Natural-language object grounding data:

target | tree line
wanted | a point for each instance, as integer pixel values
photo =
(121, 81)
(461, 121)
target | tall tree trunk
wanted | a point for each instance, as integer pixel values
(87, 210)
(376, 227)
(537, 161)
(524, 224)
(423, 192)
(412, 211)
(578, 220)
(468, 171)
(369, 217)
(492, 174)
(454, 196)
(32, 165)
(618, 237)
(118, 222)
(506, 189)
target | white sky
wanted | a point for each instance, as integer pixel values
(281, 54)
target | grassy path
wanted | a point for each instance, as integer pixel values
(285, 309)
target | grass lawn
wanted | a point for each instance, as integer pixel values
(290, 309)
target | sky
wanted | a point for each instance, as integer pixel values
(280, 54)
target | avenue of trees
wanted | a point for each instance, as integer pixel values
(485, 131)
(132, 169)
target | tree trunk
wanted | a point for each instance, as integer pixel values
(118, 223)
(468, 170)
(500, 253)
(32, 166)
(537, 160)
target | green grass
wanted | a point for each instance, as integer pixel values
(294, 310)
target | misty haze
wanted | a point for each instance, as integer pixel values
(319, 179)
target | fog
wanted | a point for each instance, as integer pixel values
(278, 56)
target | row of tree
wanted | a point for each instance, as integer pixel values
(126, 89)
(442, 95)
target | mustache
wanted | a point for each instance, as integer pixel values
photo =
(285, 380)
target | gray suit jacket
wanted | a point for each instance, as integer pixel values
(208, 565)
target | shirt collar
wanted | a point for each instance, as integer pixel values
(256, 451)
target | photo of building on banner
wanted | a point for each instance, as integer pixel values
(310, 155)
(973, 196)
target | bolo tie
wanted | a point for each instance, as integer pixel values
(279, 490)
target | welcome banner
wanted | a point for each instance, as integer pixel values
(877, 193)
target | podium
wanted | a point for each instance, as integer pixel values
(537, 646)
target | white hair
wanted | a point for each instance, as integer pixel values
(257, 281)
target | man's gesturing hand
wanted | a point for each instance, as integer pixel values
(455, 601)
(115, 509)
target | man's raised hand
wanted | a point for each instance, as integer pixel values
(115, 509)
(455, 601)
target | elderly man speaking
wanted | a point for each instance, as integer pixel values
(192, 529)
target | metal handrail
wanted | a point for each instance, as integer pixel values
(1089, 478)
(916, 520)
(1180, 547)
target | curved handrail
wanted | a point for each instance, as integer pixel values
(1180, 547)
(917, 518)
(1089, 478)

INSTRUCTIONS TO FOLLOW: From the line containing "target | photo of building on banner" down to the last line of the records, transcribe every line exactly and add nothing else.

ANSWER TO THIS TASK:
target | photo of building on banner
wanted | a point for each instance, as integer pixel values
(310, 155)
(973, 196)
target | bolo tie
wanted | a point for each instance, as integer pixel values
(279, 490)
target | welcome banner
wanted | a point for each instance, as integer pixel values
(877, 193)
target | podium
wanted | a point for each instance, as integer pixel values
(537, 646)
target | white hair
wanted | a point for each instance, as integer pixel values
(257, 281)
target | man's gesturing hand
wanted | a point for each instance, as integer pixel values
(455, 601)
(115, 509)
target | man's raised hand
wanted | a point for each instance, as integer pixel values
(115, 509)
(455, 601)
target | elderly man speaking
wanted | a point for each instance, as integer pixel values
(192, 529)
target | metal handrail
wanted | a point for each instance, as integer pixel values
(1089, 478)
(916, 520)
(1180, 547)
target | curved handrail
wanted | a point for each instance, as integer pixel values
(1180, 547)
(917, 518)
(1089, 478)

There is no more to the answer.